- What the task requires:
Go through the data below and return each line where the string "exactly" appears.

- Provided data:
..........
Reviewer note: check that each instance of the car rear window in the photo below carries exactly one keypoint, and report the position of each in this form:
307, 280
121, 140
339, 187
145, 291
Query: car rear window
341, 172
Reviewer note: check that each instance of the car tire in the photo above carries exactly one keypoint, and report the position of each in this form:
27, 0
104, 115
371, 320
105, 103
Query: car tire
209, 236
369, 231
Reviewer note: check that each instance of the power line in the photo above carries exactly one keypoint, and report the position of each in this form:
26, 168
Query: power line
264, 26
..........
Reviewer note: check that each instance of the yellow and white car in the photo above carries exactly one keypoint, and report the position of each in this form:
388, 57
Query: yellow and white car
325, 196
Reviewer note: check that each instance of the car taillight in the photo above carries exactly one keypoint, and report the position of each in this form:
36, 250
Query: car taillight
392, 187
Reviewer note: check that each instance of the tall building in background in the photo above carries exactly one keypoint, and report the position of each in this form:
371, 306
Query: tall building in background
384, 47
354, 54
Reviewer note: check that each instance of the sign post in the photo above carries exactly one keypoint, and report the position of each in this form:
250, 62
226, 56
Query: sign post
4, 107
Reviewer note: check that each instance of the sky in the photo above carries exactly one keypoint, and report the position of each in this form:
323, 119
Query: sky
..........
- Exercise answer:
Reviewer note: check that each instance of the car rear window in the photo below carries exactly one keypoint, and report the position of each in this form:
Reviewer note: check that each instance of the car tire in the photo above carries exactly one keypoint, and report the position of each in this form:
Reviewer note: check that each instance of the power line in the photo above carries exactly one keypoint, and report the position of each in this form:
Reviewer note: check that each instance of the yellow and white car in the photo above carries exactly one keypoint, and report the position of each in this form:
Reviewer note: check that each instance of the car taillight in the photo above carries exactly one keypoint, and report the position of each in this form:
Reviewer note: check that each instance of the tall building in background in the photo above carries exactly one keypoint, and report the position of each in this form:
Reviewer note: check that each instance of the sign post in the photo above carries exactly one keypoint, and report the position of each in this form:
Reviewer note: check that each instance of the sky in the photo above carries exactly one keypoint, and report the position of each in this form:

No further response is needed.